What this task involves:
Reproduce the data between the line containing "Detect the off-road" and the line containing "[111,172,144,187]", inclusive, renaming "virtual item" to "virtual object" and leaving everything else unchanged.

[Box annotations for photos]

|---|

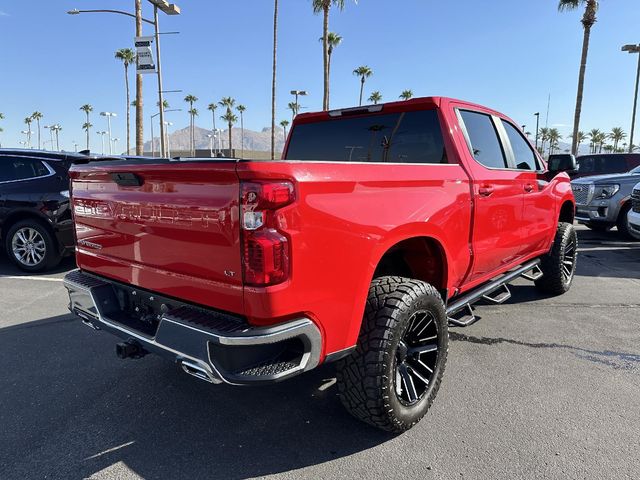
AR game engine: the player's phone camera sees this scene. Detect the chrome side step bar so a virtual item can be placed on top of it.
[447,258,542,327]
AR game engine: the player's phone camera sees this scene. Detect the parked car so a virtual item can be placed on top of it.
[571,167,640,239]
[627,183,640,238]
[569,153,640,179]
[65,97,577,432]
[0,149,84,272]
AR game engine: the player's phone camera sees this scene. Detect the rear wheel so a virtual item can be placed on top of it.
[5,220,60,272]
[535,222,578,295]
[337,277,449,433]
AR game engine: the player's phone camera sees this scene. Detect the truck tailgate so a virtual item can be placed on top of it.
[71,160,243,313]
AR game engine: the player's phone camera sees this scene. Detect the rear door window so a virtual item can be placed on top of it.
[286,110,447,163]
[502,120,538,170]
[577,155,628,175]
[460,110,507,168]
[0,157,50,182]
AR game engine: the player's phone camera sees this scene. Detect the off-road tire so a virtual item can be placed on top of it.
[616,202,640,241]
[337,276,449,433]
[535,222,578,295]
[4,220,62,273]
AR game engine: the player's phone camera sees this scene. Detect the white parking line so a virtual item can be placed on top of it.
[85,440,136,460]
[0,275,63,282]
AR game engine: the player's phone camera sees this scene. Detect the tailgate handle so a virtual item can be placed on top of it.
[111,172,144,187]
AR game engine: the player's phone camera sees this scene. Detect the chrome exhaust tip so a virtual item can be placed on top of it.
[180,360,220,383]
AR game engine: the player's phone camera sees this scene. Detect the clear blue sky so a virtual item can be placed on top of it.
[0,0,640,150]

|---|

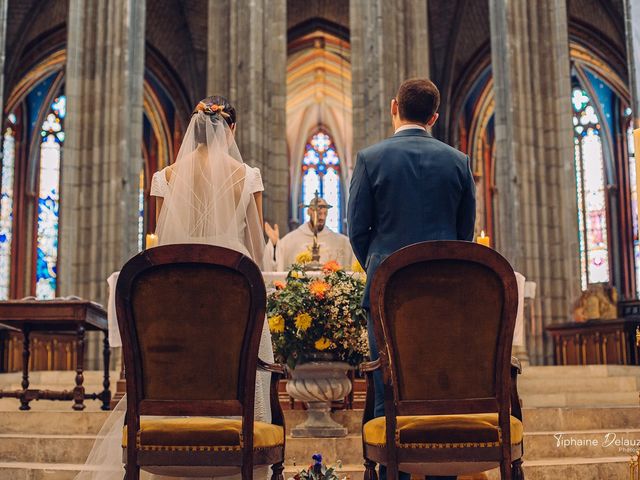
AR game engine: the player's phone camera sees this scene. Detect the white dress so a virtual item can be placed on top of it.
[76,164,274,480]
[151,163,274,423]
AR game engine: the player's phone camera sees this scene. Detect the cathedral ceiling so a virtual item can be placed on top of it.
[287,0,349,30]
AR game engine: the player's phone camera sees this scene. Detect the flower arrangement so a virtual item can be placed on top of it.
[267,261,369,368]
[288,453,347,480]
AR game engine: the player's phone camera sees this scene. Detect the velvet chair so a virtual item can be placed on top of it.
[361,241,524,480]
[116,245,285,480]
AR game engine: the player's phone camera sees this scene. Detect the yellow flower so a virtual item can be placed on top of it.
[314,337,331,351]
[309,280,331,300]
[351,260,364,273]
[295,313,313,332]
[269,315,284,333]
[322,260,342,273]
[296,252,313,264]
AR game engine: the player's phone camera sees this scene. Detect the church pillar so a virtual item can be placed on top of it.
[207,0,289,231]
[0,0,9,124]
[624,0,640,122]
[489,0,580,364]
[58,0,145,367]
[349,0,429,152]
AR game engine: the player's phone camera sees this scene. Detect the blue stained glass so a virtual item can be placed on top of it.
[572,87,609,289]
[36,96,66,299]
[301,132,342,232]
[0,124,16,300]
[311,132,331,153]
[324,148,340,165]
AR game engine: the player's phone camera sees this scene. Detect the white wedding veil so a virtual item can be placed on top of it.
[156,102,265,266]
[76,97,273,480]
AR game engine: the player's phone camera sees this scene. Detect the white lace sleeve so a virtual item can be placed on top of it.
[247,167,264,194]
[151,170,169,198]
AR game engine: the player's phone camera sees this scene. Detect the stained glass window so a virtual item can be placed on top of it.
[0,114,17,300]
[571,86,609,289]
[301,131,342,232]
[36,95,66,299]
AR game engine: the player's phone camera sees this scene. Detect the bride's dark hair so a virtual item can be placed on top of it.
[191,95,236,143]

|---|

The answer:
AR game engine: the player's phone camera sees this scene. Detect the off-road tire so a virtual object can be placed on top of it.
[616,202,640,241]
[337,276,449,433]
[535,222,578,295]
[4,220,62,273]
AR game engine: the player's phone camera sees this scene. Detect the white parking line so a virtual object can be placed on top of it.
[85,440,136,460]
[0,275,63,282]
AR game engine: the player's phone camera sees this scene. Detect the tailgate handle so a virtual object can be placed on top of it.
[111,172,144,187]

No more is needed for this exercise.